## begin ENTRIES PROVIDED

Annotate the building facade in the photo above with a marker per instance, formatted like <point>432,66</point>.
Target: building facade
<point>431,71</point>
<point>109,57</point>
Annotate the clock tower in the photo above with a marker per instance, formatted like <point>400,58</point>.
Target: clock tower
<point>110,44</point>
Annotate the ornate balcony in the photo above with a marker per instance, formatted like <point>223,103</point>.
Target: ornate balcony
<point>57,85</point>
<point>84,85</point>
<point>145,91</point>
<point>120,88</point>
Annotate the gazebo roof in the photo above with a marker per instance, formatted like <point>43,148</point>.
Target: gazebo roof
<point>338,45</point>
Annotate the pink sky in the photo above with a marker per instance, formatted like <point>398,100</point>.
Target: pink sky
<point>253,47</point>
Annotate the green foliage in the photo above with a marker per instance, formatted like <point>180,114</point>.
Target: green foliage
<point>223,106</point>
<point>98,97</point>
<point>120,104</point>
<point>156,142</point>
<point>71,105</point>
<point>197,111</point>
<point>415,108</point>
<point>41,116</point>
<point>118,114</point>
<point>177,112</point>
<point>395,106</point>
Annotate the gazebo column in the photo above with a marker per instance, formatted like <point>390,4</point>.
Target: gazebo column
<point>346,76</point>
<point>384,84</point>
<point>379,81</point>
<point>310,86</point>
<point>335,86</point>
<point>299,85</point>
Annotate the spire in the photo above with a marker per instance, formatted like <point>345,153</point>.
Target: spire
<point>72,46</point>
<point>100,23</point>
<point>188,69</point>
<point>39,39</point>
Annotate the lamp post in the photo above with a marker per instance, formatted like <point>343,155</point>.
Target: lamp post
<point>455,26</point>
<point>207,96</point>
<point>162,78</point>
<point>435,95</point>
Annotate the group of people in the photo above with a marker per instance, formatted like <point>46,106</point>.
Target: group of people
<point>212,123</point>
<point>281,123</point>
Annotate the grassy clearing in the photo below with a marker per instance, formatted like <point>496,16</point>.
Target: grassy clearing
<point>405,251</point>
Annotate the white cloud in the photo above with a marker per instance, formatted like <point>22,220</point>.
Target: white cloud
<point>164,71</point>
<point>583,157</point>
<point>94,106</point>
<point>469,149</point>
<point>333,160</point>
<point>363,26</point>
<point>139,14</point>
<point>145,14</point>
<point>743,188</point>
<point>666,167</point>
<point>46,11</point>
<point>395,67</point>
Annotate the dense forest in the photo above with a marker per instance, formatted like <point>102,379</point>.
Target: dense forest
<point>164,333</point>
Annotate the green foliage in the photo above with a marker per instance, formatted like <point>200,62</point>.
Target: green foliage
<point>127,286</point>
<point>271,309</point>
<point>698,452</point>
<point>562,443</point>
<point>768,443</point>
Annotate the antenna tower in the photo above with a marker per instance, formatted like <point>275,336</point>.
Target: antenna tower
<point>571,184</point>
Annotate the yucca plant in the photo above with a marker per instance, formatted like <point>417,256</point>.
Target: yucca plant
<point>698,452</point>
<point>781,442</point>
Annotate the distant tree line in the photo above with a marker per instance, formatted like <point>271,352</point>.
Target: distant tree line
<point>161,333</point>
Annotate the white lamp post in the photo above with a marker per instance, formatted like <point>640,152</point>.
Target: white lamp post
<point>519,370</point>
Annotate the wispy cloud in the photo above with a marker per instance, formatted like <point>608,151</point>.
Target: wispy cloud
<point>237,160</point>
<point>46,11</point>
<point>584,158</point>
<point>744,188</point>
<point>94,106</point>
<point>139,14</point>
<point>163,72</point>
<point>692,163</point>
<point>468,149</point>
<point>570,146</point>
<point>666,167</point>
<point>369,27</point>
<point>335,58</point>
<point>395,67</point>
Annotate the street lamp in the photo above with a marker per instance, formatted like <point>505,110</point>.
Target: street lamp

## end ENTRIES PROVIDED

Write out the entries above verbatim, from the line with "Annotate the pink" up to and including the line with "<point>299,85</point>".

Annotate the pink sky in the photo above with a marker per instance, formatted like <point>398,100</point>.
Target: pink sky
<point>253,47</point>
Annotate the green foliage in the photo above with a marker per instance, formatted like <point>180,114</point>.
Target: green foliage
<point>223,106</point>
<point>98,97</point>
<point>120,104</point>
<point>156,142</point>
<point>71,105</point>
<point>197,111</point>
<point>415,108</point>
<point>41,116</point>
<point>118,114</point>
<point>177,112</point>
<point>395,106</point>
Annotate the gazebo column in the photo above with a marker per instance, formatted like <point>390,4</point>.
Target: gazebo column
<point>346,76</point>
<point>384,84</point>
<point>379,81</point>
<point>310,86</point>
<point>335,86</point>
<point>299,85</point>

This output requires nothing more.